▸ What to work on: Report every line in the entries below that contains the string "commas", copying each such line in full. Matching is case-sensitive.
----------------------------------------
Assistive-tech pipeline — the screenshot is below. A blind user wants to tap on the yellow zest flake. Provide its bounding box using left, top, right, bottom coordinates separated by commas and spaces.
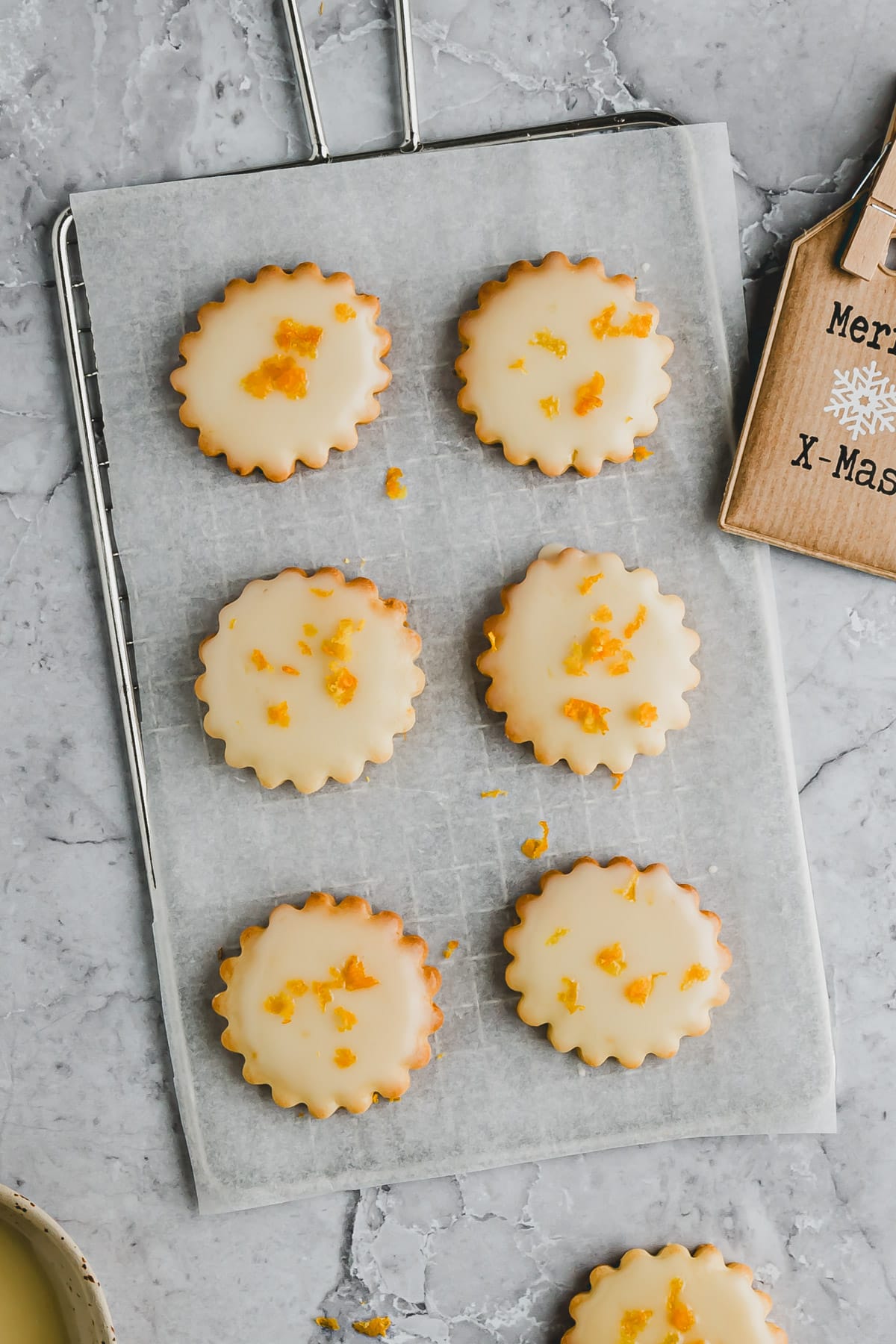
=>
563, 700, 610, 732
264, 989, 296, 1025
274, 317, 324, 359
352, 1317, 389, 1339
625, 971, 665, 1008
625, 606, 647, 640
520, 821, 551, 859
558, 976, 585, 1013
679, 961, 709, 989
619, 1309, 653, 1344
573, 370, 605, 415
529, 329, 567, 359
591, 304, 653, 340
666, 1278, 697, 1334
240, 355, 308, 402
594, 942, 629, 976
385, 467, 407, 500
324, 665, 358, 709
----------------------------------------
▸ Correct output:
Assistive-tech pipeline — the screenshot is below. A blind user wants to tap on the yellow zest flake. Provide its bounding box using left, top, right, bottom coordinates separated by commas and spaces.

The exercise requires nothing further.